'''

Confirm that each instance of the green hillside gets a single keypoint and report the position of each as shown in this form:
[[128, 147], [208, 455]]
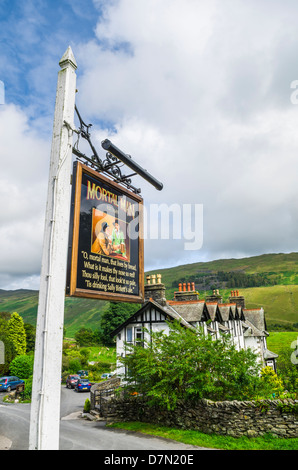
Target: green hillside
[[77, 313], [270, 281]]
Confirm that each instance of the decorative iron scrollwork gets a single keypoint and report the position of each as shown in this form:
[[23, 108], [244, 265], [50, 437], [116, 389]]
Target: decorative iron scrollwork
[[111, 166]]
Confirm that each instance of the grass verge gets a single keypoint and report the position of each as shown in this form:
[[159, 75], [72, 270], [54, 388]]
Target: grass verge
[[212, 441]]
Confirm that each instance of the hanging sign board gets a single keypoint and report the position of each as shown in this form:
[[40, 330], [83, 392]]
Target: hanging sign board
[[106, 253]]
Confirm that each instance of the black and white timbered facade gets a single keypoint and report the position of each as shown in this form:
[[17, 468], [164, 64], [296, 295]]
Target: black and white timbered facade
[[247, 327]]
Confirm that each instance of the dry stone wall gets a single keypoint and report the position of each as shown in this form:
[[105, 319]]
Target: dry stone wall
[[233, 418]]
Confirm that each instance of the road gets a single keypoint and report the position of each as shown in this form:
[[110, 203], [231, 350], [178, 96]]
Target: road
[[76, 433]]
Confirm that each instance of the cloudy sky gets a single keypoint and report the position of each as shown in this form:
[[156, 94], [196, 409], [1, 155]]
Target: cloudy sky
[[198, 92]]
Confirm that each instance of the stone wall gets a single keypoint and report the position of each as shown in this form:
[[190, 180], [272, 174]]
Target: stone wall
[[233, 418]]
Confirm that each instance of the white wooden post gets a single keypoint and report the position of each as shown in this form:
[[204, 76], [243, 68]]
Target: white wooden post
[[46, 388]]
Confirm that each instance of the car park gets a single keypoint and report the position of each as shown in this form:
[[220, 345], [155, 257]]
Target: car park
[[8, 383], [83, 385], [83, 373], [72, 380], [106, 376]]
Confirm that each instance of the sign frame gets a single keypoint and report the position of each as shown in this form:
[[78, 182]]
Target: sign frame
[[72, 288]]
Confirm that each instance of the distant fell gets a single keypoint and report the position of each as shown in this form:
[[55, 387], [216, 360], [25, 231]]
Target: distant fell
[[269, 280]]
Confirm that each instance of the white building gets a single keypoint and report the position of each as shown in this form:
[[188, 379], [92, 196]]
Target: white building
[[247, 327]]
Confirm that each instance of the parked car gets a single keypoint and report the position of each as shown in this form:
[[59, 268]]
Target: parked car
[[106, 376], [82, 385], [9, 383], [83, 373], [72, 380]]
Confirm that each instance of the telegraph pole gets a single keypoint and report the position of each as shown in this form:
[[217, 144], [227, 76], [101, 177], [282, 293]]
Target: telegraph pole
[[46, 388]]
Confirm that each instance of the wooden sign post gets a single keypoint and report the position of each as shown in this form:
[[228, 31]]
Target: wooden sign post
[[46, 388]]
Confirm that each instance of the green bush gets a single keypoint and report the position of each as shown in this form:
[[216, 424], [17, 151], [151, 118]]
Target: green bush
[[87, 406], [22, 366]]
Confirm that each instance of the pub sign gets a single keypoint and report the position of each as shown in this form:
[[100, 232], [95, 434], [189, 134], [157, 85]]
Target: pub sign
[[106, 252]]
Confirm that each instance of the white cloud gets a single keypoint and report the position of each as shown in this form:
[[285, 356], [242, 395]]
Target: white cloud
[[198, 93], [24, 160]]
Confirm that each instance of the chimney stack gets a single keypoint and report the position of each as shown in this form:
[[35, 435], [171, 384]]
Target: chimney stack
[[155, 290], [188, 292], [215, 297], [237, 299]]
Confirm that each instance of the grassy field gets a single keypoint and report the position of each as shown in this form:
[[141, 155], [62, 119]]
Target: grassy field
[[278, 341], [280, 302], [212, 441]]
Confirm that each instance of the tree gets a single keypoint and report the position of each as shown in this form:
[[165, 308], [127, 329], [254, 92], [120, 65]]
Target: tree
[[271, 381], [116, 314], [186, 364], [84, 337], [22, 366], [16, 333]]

'''

Revise the material above so that every "keypoint" becomes "marker", keeping everything else as it is. Leave the pictures out of your answer.

Confirm that each instance of the green hillside gets a single marker and report the position of each as shown in this form:
[[128, 147], [208, 455]]
Target: green hillside
[[77, 313], [270, 281]]
Confirm that each instance of the decorative iron scrollwork gets a single marker and report the position of each as shown in this form:
[[23, 108], [244, 265], [50, 437], [116, 389]]
Target: decorative iron scrollwork
[[111, 166]]
Confirm that each instance of the grass verge gets a single marker and report the position of each as shown in this form:
[[159, 75], [72, 270], [54, 388]]
Target: grass verge
[[212, 441]]
Confirm that each instance of the hanging sign board gets a single marker and report the position of each as shown in this form:
[[40, 330], [83, 392]]
Target: hanging sign board
[[106, 253]]
Confirm that each instance of the black and white timbered facade gets a single marker and report the position of each as shown in this form:
[[17, 468], [164, 64], [296, 295]]
Target: black and white timbered facade
[[247, 327]]
Confirm that each instance of the dry stone wall gets a single marker and report the position of each as shown in this form:
[[105, 319]]
Target: dry stone wall
[[233, 418]]
Confirm that each instance of the road gets a single marker and report the position of each as shown in this form:
[[110, 203], [231, 350], [178, 96]]
Target: road
[[76, 433]]
Confirm that each instance of the cloudy sky gets a single marker and report the position of each as shown in this form:
[[156, 94], [196, 409], [1, 155]]
Target: cloudy sky
[[198, 92]]
Confirm that each instance of the stone wall gets a single marker and report the position of each as shown in this form:
[[190, 180], [272, 174]]
Target: stone wall
[[233, 418]]
Confirm that each instance of the white wooden post gets a single marker and report the position of each as shown in this form:
[[204, 76], [243, 68]]
Target: white wooden post
[[46, 388]]
Confirm that each instance of the car park gets a single marker and report the position of each as shown in this form:
[[220, 345], [155, 257]]
Target: car park
[[8, 383], [83, 385], [83, 373], [72, 380], [106, 376]]
Confirm that each instance of the sign frame gets a single marker and report the position of each as shown in this form:
[[78, 182]]
Target: sign frame
[[72, 288]]
Confirm that each instance of the distant fell gets a single marker and report the position of each as shown in this form:
[[55, 387], [216, 360], [25, 231]]
Target: distant fell
[[269, 280]]
Confirm that each instance of the white building gets a single marker and report the position of each as shown in this form:
[[188, 379], [92, 196]]
Target: white building
[[247, 327]]
Confirm that each instance of the parked car gets a single marker and report the position of each as shown in this form:
[[59, 268]]
Target: parked car
[[106, 376], [82, 385], [9, 383], [83, 373], [72, 380]]
Confirm that each instance of the telegraph pole gets a single marker and report the position of each as shown in this form:
[[217, 144], [227, 76], [101, 177], [282, 293]]
Target: telegraph pole
[[46, 388]]
Confirm that each instance of the wooden sign post gets a single marker and report the position of each as shown in this form:
[[228, 31]]
Target: wooden sign post
[[46, 388]]
Confirm that each instance of the green bush gets a single marker and report the position of each as shown in this form:
[[216, 424], [17, 151], [151, 118]]
Target: green bush
[[87, 406], [22, 366]]
Confirm that each instance of the pub sign gets a single marker and report the position of each as shown in this form:
[[100, 232], [95, 434], [189, 134], [157, 85]]
Target: pub sign
[[106, 252]]
Confirm that each instance of the white cloud gets a single marker and report the position of each as shown in this form:
[[285, 356], [242, 395]]
Target: white cloud
[[198, 93], [24, 160]]
Confirm that each instance of the chimney stack gets a single marker and report the position of each as shown in this form:
[[35, 435], [171, 384]]
Target: chimney stack
[[155, 290], [188, 292], [215, 297], [237, 299]]
Confirm that each instance of the grassy field gets a single marker and report the position of each as shown in this form:
[[141, 155], [62, 119]]
Target: grassy field
[[278, 341], [280, 302], [212, 441]]
Confirm that each instance of the tree gets a single marker and report the position of each as shown in this form:
[[165, 308], [127, 329], [254, 92], [120, 65]]
Target: tree
[[271, 381], [116, 314], [186, 364], [84, 337], [22, 366], [16, 333]]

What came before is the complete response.